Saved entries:

----

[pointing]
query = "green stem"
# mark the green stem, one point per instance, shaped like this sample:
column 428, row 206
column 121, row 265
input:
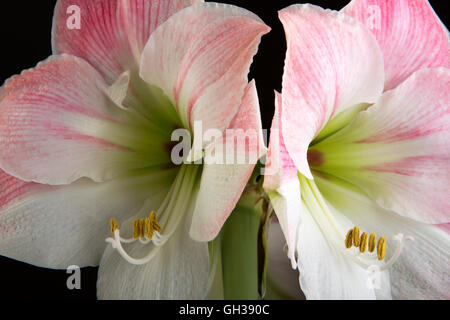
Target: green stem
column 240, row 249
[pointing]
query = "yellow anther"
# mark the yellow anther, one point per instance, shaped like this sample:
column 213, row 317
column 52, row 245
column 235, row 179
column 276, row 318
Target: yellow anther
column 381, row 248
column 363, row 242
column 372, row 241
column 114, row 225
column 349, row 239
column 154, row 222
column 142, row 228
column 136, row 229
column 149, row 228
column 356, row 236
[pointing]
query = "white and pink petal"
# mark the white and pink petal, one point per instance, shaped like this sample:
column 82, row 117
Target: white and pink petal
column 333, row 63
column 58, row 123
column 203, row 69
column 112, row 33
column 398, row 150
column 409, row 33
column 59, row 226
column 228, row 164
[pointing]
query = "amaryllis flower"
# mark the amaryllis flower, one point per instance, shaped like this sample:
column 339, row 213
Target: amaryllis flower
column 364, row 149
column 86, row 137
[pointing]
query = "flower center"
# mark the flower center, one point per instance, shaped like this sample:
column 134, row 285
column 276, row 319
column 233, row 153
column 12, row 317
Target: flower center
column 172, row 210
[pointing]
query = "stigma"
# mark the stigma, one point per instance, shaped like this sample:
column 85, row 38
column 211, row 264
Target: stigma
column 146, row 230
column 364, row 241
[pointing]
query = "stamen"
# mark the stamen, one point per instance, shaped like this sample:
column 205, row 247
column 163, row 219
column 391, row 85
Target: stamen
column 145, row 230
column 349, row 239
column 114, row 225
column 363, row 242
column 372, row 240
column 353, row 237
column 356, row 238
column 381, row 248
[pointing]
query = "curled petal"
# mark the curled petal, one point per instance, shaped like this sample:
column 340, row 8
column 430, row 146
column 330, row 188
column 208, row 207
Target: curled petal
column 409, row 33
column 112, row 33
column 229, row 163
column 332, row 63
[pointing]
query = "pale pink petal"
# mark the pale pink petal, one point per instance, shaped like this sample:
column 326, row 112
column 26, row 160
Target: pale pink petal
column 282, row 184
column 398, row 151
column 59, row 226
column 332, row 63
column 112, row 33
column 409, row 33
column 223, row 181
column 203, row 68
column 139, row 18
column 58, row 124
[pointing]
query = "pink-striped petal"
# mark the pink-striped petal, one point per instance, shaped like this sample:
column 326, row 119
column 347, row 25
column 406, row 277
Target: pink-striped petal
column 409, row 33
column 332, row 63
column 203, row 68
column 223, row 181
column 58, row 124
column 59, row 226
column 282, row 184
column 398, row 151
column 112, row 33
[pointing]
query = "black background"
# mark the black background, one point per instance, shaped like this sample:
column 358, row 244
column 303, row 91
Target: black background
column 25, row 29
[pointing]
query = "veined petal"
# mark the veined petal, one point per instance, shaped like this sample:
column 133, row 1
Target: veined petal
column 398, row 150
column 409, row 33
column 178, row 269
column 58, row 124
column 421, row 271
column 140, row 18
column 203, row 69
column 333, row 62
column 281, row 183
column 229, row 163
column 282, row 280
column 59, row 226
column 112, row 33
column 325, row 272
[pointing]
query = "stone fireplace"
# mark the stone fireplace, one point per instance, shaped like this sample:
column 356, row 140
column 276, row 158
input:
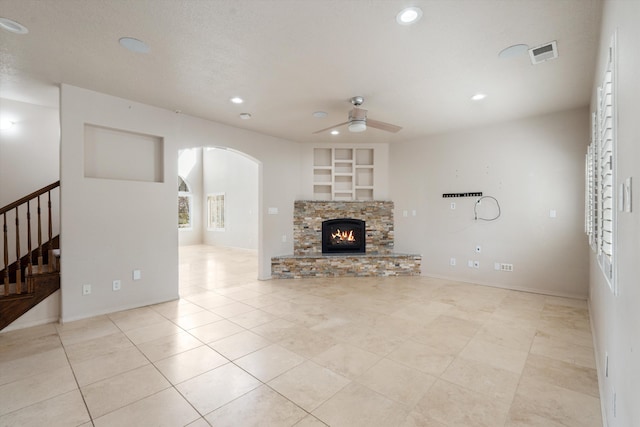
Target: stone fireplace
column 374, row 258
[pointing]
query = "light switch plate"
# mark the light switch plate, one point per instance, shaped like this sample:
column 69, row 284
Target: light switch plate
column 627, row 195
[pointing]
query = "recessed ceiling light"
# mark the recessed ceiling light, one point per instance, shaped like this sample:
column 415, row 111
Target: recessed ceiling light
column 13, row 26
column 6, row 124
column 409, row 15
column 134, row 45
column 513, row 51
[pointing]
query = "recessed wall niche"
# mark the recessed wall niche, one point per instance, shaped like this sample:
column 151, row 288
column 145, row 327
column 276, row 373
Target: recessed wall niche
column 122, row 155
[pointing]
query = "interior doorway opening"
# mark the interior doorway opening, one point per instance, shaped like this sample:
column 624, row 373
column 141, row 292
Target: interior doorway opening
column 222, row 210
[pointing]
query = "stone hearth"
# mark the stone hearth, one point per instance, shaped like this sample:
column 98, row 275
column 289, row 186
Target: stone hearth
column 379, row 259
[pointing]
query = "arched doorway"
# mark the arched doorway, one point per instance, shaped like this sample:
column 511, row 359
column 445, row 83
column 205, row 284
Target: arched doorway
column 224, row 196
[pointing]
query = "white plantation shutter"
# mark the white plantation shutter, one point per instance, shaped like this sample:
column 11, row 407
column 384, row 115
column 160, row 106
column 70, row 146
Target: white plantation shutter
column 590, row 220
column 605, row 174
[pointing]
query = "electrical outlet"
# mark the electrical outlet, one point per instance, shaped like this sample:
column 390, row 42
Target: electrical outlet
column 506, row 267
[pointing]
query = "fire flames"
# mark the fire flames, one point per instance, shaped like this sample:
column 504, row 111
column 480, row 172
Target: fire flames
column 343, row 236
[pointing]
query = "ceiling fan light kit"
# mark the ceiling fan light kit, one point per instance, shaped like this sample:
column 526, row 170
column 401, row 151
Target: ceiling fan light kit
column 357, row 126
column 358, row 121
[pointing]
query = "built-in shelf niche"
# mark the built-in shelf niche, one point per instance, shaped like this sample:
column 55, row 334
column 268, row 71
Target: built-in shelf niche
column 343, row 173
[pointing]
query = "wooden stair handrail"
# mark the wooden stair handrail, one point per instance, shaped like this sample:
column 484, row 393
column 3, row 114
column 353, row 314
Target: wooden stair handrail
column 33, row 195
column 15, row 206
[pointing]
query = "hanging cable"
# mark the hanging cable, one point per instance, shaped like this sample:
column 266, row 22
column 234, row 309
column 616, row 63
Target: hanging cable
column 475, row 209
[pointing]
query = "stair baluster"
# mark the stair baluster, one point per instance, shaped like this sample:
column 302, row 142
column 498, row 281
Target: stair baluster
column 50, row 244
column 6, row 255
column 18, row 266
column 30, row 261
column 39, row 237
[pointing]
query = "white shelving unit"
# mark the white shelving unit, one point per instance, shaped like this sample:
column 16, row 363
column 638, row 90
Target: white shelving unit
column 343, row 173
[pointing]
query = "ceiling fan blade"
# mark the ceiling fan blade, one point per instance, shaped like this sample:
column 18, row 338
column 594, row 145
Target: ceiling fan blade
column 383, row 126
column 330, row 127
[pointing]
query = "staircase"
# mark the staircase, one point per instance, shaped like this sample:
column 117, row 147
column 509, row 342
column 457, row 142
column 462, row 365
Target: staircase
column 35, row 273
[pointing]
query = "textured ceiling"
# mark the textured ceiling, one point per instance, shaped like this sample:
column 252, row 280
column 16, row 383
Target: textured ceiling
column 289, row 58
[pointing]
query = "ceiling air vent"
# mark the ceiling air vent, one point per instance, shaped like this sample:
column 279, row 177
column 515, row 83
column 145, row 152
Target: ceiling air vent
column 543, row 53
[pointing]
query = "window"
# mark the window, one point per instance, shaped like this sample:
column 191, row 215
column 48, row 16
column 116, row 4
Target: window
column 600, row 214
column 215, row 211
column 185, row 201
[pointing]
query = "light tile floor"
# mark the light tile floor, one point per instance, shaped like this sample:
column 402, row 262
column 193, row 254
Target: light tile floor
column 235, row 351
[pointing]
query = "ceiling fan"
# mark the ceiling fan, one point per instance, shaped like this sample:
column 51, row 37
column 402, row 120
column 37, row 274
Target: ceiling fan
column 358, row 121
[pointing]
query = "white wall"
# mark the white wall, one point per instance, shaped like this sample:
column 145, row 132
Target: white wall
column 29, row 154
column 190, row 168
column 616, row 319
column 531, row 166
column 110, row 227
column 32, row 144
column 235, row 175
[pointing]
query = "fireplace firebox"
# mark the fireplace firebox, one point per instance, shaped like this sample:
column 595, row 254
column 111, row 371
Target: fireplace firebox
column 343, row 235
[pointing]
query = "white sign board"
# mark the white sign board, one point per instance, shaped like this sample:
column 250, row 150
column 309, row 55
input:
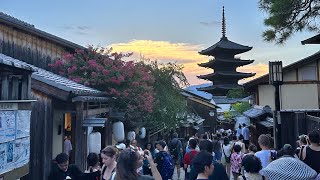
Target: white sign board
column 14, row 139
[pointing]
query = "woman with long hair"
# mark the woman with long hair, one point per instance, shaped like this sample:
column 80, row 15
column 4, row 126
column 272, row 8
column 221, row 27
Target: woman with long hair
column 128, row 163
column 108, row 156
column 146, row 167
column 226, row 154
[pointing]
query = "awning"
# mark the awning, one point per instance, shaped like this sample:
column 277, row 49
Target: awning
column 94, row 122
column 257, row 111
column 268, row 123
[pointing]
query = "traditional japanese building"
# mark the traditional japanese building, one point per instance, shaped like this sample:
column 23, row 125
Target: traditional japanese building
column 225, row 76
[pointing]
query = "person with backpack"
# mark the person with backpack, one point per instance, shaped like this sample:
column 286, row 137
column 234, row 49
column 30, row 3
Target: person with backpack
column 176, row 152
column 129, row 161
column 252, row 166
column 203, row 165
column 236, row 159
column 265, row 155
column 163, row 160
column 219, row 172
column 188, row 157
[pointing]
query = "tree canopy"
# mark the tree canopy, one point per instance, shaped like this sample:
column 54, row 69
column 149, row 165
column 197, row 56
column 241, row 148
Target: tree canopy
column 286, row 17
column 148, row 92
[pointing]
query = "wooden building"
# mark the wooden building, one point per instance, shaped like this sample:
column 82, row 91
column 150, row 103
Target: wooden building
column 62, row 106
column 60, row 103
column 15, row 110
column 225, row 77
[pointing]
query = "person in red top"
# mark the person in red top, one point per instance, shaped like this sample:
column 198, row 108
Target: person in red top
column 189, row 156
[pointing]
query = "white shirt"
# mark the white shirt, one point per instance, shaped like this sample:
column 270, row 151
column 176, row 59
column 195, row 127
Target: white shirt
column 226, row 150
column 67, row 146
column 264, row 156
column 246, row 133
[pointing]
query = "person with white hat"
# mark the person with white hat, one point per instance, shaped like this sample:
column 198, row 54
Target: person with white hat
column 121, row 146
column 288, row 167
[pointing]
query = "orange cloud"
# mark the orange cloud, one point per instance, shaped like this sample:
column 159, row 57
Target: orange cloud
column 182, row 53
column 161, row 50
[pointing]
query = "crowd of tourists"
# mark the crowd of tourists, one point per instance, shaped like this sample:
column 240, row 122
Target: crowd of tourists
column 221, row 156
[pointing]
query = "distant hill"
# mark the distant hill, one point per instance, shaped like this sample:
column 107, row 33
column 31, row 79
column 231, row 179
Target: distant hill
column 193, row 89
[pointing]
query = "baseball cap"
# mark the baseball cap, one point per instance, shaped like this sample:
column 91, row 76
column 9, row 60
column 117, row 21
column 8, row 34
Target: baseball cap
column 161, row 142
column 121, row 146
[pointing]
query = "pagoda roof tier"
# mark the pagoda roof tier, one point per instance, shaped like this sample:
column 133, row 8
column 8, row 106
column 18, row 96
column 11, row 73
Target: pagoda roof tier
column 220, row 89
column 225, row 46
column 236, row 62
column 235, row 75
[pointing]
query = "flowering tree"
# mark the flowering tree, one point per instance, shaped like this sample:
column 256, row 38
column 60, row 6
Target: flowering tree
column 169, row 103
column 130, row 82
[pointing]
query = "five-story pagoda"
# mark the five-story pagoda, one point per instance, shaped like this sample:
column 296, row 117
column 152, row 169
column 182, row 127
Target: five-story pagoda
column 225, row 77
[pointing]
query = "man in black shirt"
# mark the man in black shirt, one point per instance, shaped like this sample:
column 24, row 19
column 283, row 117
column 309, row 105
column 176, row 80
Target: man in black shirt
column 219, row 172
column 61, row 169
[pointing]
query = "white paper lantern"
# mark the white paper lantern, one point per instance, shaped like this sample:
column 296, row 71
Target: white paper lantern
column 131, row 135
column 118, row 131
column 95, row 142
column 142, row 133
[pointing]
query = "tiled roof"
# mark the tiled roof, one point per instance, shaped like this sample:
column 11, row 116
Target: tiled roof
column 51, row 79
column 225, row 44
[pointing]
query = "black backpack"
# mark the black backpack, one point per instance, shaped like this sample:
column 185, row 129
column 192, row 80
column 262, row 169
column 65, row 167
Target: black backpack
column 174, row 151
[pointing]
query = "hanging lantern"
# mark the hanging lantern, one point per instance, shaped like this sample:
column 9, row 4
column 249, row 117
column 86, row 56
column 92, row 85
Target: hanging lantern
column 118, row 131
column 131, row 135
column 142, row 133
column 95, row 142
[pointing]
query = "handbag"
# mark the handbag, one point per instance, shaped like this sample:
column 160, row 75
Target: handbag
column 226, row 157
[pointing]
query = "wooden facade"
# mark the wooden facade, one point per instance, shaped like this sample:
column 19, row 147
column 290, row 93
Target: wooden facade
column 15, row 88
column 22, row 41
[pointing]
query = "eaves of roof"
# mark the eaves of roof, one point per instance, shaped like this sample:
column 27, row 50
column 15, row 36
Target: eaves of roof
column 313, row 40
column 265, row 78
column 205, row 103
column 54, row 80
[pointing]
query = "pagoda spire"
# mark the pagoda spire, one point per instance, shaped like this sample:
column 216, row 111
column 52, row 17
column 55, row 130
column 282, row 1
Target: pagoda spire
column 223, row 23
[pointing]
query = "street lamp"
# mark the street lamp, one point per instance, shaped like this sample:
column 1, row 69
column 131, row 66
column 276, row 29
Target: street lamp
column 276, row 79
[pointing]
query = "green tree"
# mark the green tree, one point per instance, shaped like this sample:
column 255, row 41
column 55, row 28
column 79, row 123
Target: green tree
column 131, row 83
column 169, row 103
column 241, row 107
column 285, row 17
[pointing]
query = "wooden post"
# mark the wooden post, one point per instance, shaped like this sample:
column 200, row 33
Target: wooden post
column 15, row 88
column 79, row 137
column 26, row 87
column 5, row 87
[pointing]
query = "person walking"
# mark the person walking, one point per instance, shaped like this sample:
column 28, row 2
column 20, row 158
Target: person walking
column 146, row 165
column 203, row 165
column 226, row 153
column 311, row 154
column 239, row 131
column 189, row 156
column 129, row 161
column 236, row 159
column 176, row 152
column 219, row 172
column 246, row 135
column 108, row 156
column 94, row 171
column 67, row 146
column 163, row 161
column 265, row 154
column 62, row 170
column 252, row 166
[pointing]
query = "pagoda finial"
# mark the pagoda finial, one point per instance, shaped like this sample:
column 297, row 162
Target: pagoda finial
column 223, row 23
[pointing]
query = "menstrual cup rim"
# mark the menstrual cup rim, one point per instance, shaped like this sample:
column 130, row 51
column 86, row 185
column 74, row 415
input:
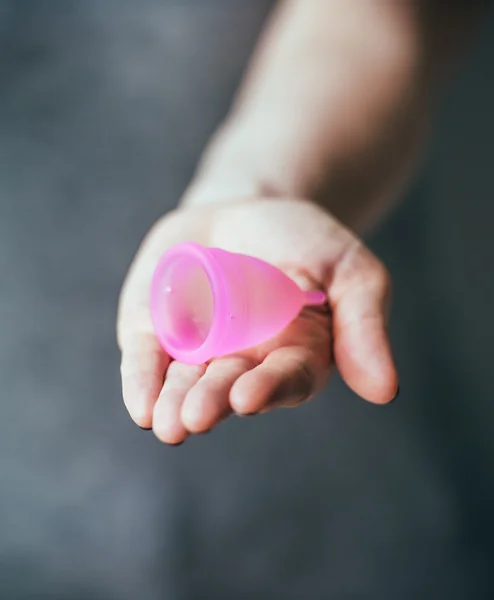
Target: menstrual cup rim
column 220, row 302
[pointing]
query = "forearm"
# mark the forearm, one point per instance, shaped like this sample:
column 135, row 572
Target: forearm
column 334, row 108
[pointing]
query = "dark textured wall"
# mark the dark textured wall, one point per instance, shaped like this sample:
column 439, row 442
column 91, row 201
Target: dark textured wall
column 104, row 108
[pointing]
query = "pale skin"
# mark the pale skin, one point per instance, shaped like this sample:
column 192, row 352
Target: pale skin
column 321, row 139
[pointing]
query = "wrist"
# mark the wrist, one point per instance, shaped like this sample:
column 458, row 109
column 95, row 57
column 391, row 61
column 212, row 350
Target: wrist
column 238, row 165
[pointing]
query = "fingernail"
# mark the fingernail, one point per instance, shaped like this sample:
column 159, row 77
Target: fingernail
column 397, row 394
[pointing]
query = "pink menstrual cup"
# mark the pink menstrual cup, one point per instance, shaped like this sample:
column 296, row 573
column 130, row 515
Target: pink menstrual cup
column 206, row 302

----

• **TASK OBJECTIVE**: With pictures removed, write out exactly each line of the entries from the first through the line that holds "column 233, row 153".

• **ANSWER SPACE**:
[pointing]
query = "green stem"
# mark the green stem, one point per instance, shaped like this sample:
column 428, row 206
column 121, row 265
input:
Target: green stem
column 240, row 249
[pointing]
query = "yellow anther"
# mark the yellow anther, one point per instance, shaped like this sample:
column 213, row 317
column 52, row 245
column 235, row 179
column 276, row 318
Target: yellow anther
column 381, row 248
column 363, row 242
column 372, row 241
column 114, row 225
column 349, row 239
column 154, row 222
column 142, row 228
column 136, row 229
column 149, row 228
column 356, row 236
[pointing]
query = "white and pink petal"
# mark the white and pink petal, one point per instance, shaped like this sample:
column 82, row 117
Target: white and pink petal
column 333, row 63
column 58, row 123
column 203, row 69
column 112, row 33
column 398, row 150
column 409, row 33
column 59, row 226
column 228, row 164
[pointing]
query = "amaryllis flower"
# mark the amaryllis flower, one point per instance, shaped like this sample:
column 339, row 213
Target: amaryllis flower
column 364, row 149
column 86, row 137
[pointing]
query = "flower center"
# mark the flower center, one point per instance, shaped like this sample:
column 134, row 285
column 276, row 319
column 233, row 153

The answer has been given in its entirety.